» WHAT YOU ARE ASKED TO DO: The data is to be repeated exactly, with the images removed.

» AVAILABLE DATA:
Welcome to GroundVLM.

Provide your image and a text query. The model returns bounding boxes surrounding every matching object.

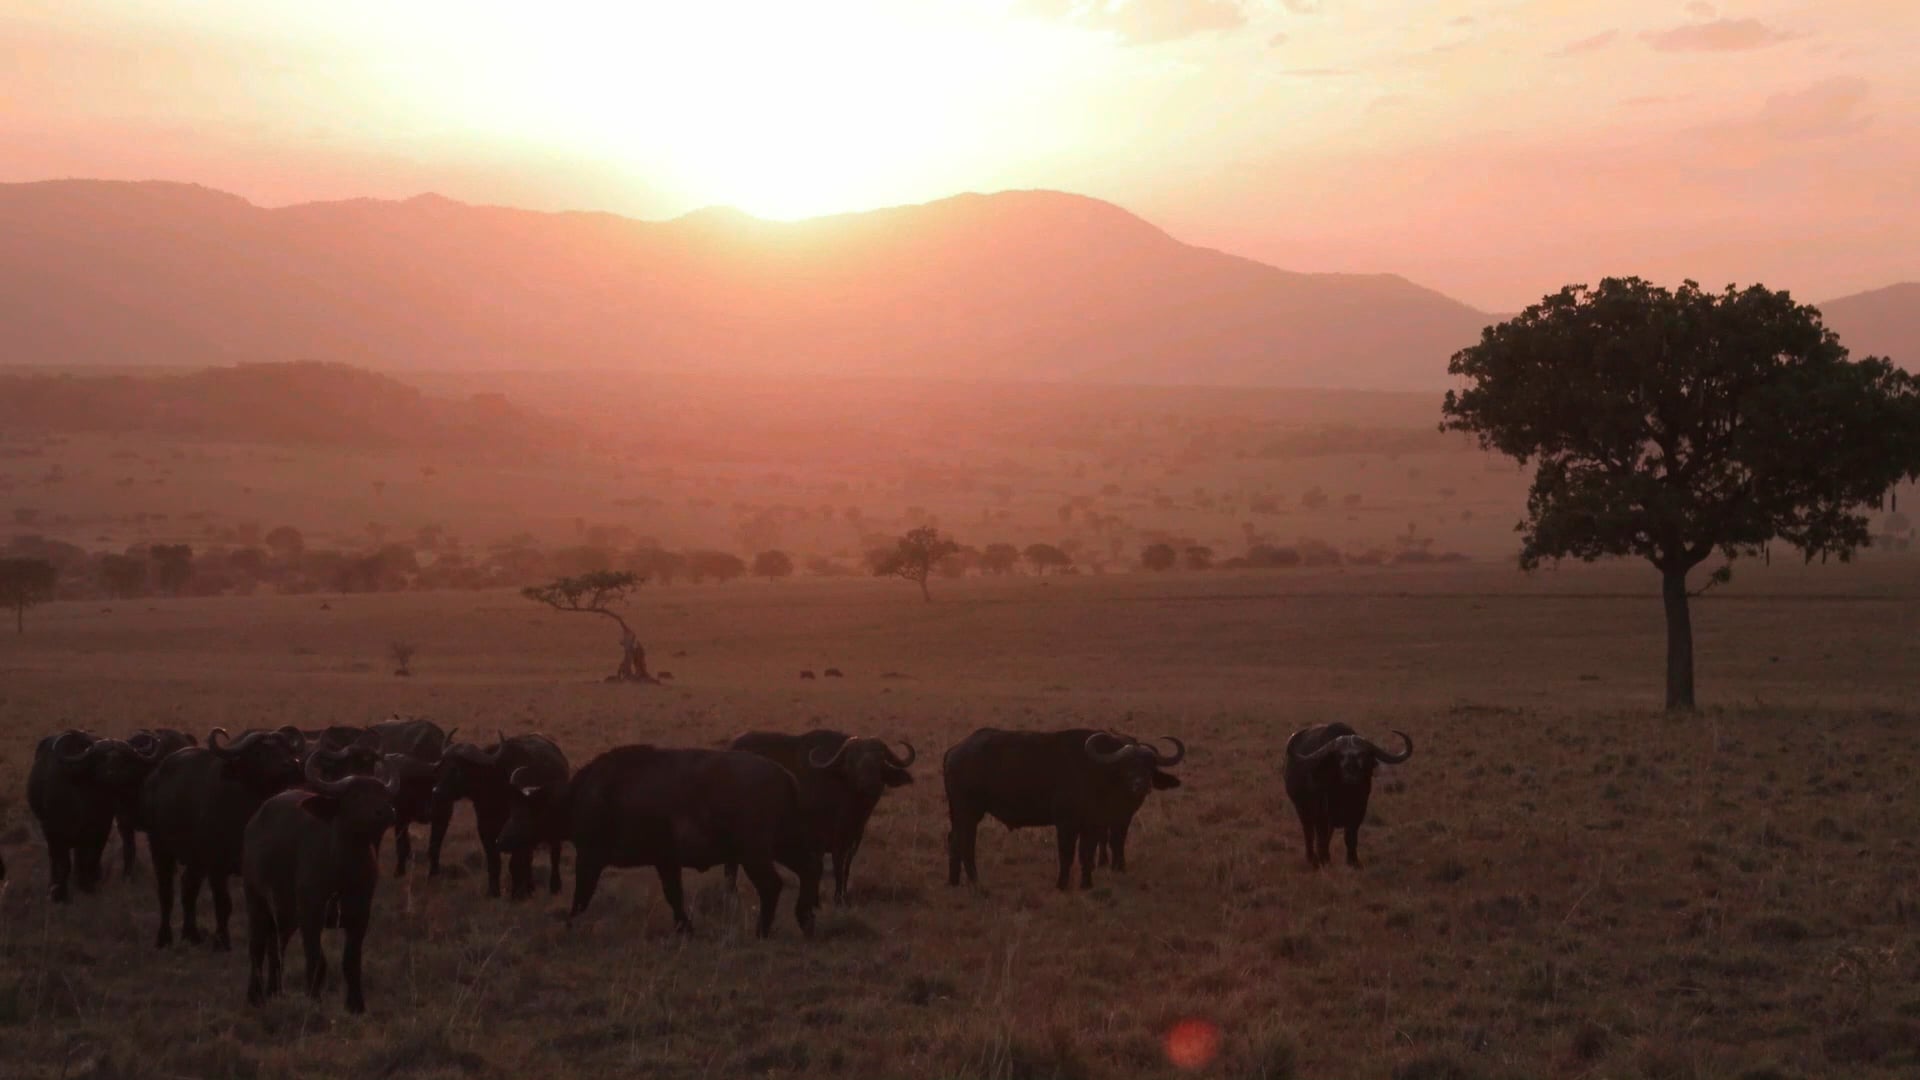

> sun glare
[370,1,1065,219]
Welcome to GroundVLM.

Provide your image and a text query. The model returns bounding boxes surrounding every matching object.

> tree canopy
[872,526,961,601]
[1442,278,1920,708]
[522,570,654,681]
[1,557,59,633]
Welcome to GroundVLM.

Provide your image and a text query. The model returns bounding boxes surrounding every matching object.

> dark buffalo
[359,716,456,877]
[141,727,305,948]
[243,758,398,1014]
[726,730,914,903]
[497,746,821,938]
[1283,723,1413,869]
[27,731,163,901]
[430,733,568,899]
[944,728,1185,890]
[111,727,199,878]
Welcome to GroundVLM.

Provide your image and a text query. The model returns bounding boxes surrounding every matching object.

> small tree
[149,544,194,595]
[522,570,655,682]
[264,525,305,561]
[389,641,417,677]
[753,549,795,581]
[0,557,58,633]
[99,553,147,599]
[1443,278,1920,709]
[1140,543,1178,571]
[1184,545,1214,571]
[872,526,961,601]
[1023,542,1073,575]
[979,542,1021,576]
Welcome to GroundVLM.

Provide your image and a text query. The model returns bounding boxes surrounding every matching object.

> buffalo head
[297,753,398,840]
[495,766,562,853]
[208,727,306,793]
[432,731,508,805]
[807,736,916,795]
[1288,727,1412,785]
[1084,730,1186,798]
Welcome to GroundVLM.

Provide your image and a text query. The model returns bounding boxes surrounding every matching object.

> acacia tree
[522,570,655,682]
[1,557,59,633]
[1443,278,1920,709]
[872,526,960,602]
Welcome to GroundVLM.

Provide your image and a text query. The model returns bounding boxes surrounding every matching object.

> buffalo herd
[12,716,1415,1014]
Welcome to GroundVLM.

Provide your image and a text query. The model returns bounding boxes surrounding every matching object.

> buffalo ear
[1150,770,1182,790]
[882,768,914,788]
[299,795,341,821]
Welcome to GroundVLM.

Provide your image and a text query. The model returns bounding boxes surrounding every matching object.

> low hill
[0,361,568,453]
[1817,283,1920,369]
[0,180,1493,391]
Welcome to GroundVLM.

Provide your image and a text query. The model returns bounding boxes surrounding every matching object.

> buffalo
[357,715,456,877]
[1283,723,1413,869]
[944,728,1185,890]
[119,728,199,877]
[242,757,399,1014]
[726,730,915,903]
[497,746,821,938]
[141,727,305,948]
[27,731,163,901]
[430,733,568,899]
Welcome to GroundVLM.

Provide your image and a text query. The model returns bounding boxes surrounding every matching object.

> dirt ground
[1,558,1916,1079]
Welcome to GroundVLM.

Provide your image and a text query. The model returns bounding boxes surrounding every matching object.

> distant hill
[1816,284,1920,369]
[0,361,568,453]
[0,180,1494,391]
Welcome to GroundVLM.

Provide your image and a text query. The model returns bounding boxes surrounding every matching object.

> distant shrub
[1139,543,1178,571]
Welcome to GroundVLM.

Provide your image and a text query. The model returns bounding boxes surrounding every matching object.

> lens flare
[1165,1018,1221,1070]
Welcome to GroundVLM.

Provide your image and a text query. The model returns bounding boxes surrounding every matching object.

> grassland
[2,559,1917,1079]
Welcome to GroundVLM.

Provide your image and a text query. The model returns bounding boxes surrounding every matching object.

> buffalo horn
[1365,730,1414,765]
[809,736,856,769]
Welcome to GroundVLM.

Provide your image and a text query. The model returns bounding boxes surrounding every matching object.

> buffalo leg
[793,848,821,938]
[480,835,502,898]
[1296,810,1319,868]
[117,813,140,879]
[569,854,605,921]
[830,844,851,905]
[246,887,275,1005]
[340,893,371,1014]
[209,872,235,950]
[426,802,452,877]
[299,908,329,998]
[73,842,105,895]
[1077,830,1100,890]
[1343,823,1361,868]
[739,859,782,939]
[393,823,410,878]
[46,838,72,903]
[1313,822,1334,868]
[947,811,981,886]
[1054,825,1077,891]
[180,863,205,944]
[151,839,177,947]
[1110,821,1131,873]
[548,840,563,895]
[507,847,534,901]
[657,864,693,934]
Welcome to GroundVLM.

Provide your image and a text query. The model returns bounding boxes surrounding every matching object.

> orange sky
[3,0,1915,310]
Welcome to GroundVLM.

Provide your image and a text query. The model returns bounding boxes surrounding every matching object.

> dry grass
[1,559,1917,1078]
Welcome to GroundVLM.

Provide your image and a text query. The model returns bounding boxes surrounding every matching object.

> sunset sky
[4,0,1915,310]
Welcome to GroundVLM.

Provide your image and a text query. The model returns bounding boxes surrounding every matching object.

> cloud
[1279,0,1322,12]
[1643,17,1803,52]
[1552,30,1617,57]
[1017,0,1248,45]
[1279,67,1352,77]
[1267,31,1288,47]
[1448,16,1477,29]
[1759,76,1871,140]
[1685,1,1715,18]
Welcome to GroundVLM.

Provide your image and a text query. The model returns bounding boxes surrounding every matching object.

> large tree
[1,557,59,633]
[522,570,655,682]
[872,526,961,602]
[1443,278,1920,709]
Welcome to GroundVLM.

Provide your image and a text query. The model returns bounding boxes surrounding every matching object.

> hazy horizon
[7,0,1918,311]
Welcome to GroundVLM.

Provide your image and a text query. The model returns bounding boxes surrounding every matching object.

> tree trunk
[1661,566,1696,711]
[918,575,931,603]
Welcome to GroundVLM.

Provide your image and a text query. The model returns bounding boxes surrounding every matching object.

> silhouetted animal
[27,731,163,901]
[944,728,1184,890]
[498,746,821,938]
[824,668,844,678]
[657,671,674,681]
[243,759,398,1013]
[302,726,383,783]
[430,733,568,898]
[1283,723,1413,869]
[141,728,305,948]
[725,730,914,903]
[800,670,817,680]
[113,727,199,876]
[359,716,456,876]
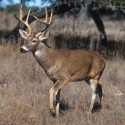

» ANSWER FOR THE TASK:
Welcome to GroundVLM.

Provide your image and a text query. The model returns bounding boxes surrounding every matching object.


> sun glare
[370,1,1065,219]
Welcome to GroundVLM.

Provide your image and a text query. The model returns bounding boxes surrounding every matching object.

> tree canopy
[872,526,961,601]
[1442,278,1920,708]
[522,570,654,681]
[1,557,59,633]
Welcome to GroundVLM.

Provide your image and a text query. The model returns bounding boxes surrounding every matching object.

> dark buffalo
[359,716,456,877]
[141,727,305,948]
[243,758,398,1014]
[726,730,914,903]
[497,746,821,938]
[1283,723,1413,869]
[27,731,163,901]
[430,733,568,899]
[944,728,1185,890]
[111,727,199,878]
Welcome to GroundVLM.

Provide your image and a text query. The model returns bounding boxes surrounding every matching object.

> small tree
[149,544,194,595]
[522,570,655,682]
[264,525,305,561]
[389,641,417,677]
[753,549,795,581]
[0,557,58,633]
[99,553,147,599]
[1443,278,1920,709]
[1140,543,1178,571]
[1184,545,1214,571]
[872,526,961,601]
[1023,542,1073,575]
[979,542,1021,576]
Welcome to GroundVLM.

Provide your image and a text query. The model returns bounding boxes surrounding every matching object.

> buffalo head
[297,753,398,840]
[495,766,562,853]
[208,727,306,793]
[432,731,508,805]
[807,736,916,795]
[1288,727,1412,785]
[1084,730,1186,798]
Welcome to GroundVLM.

Provide your image and a text query. The model returns bounding boxes surrounding every matching object.

> acacia tree
[522,570,655,682]
[1,557,59,633]
[1443,278,1920,709]
[872,526,960,602]
Welcome to GroundVLM.

Provide your image and a text query. The model returns bounding boxes surrounding every matching object.

> buffalo herd
[12,716,1415,1014]
Welcome to GroundVLM.

Provide your image and a text query. The model returns bounding boxes surrounding every matching object.

> buffalo ear
[1150,770,1182,790]
[882,768,914,788]
[299,795,341,821]
Welcome to GroundVLM.

Provide your image and a text query. The model returns bounding boxes surrounding every matching object.

> low hill
[0,361,568,453]
[1817,283,1920,369]
[0,180,1493,391]
Welcome to GroundVLM.

Provide your image and a text query. The model returns bounding boxes surrounding every matching object.

> buffalo
[357,715,456,877]
[1283,723,1413,869]
[944,728,1185,890]
[119,728,199,877]
[242,757,399,1014]
[726,730,915,903]
[497,746,821,938]
[141,727,305,948]
[27,731,163,901]
[430,733,568,899]
Welcome to GroundVLM.

Provide your image and a text query. The model returns bounding boxes surrounding every matching object.

> dirt ground
[1,558,1916,1079]
Welcome to GroundVLM.

Provide your image and a text query. The model returns bounding boxes surrounding every matching object.

> distant hill
[1816,284,1920,369]
[0,361,568,453]
[0,180,1494,391]
Welcome to GroundVLM.

Provide your image and a text query. The model returns bounding boxes surrounding every matching object.

> distant shrub
[1139,543,1178,571]
Welcome to GroundVLM.

Provide your image and a text query. The model returns bounding boxes surrounding every matching object.

> lens flare
[1165,1018,1221,1070]
Welcome to GroundVLM.

Provide your image and a text query. The model returns bounding boxes surrounding every matching object.

> grassland
[2,559,1917,1079]
Welcome to GroundVLM.

Provide your image and a text query. The model returns bounding boxes surrounding every matching object.

> buffalo horn
[1365,730,1414,765]
[809,736,856,769]
Welcome to GroundVLM.

Provide your image and a text query. The model returns bounding boxes surrounding every matching object.

> buffalo leg
[793,848,821,938]
[480,835,502,898]
[1296,810,1319,868]
[117,813,140,879]
[569,854,605,921]
[830,844,851,905]
[246,887,275,1005]
[340,893,371,1014]
[209,872,235,950]
[426,802,452,877]
[299,908,329,998]
[73,842,105,895]
[1077,830,1100,890]
[1343,823,1361,868]
[739,859,782,939]
[393,823,410,878]
[46,838,72,903]
[1313,822,1334,868]
[947,811,981,886]
[1054,825,1077,891]
[180,863,205,944]
[151,839,177,947]
[1110,821,1131,873]
[548,840,563,895]
[507,847,534,901]
[657,864,693,934]
Welcome to GroundVLM.

Provide your image and a text query. The model returns bounding boxes surrounding every matching object.

> orange sky
[3,0,1915,310]
Welcome to GroundVLM.

Provide your image and a text query. The model returns bounding boxes surrounding every matching object.

> dry grass
[1,559,1917,1078]
Welcome to GroundVLM.

Provide your image and a text query. The model returns bounding boxes surrounding every matching object.

> sunset sky
[4,0,1915,310]
Welcome to GroundVLM.

Provide your image and a text query. The model returns bounding boxes surrounding every matching object.

> cloud
[1279,0,1322,12]
[1643,17,1803,52]
[1552,30,1617,57]
[1017,0,1248,45]
[1279,67,1352,77]
[1267,31,1288,47]
[1448,16,1477,29]
[1759,76,1871,140]
[1685,1,1715,18]
Welcome to GroundVLM.

Provide your image and a text query. The model returns bounding boxes surrounding every matching object.

> large tree
[1,557,59,633]
[522,570,655,682]
[872,526,961,602]
[1443,278,1920,709]
Welcome to GroundVLM.

Provide your image and a text query. The model returns bounding boxes surrounding every matching object.

> hazy horizon
[7,0,1918,311]
Welcome to GroundVLM.

Provide your image and a text query. The model returns bounding boxes surrounding every matching object.

> tree trunk
[1661,566,1696,711]
[918,575,931,603]
Welcome to GroundVLM.

Provide your image and a text query. The model returns bounding boxes surrounding every matching object.

> silhouetted animal
[27,731,163,901]
[944,728,1184,890]
[498,746,821,938]
[824,668,844,678]
[657,671,674,681]
[243,759,398,1013]
[302,726,383,783]
[430,733,568,898]
[1283,723,1413,869]
[141,728,305,948]
[725,730,914,903]
[800,670,817,680]
[113,727,199,876]
[359,716,456,876]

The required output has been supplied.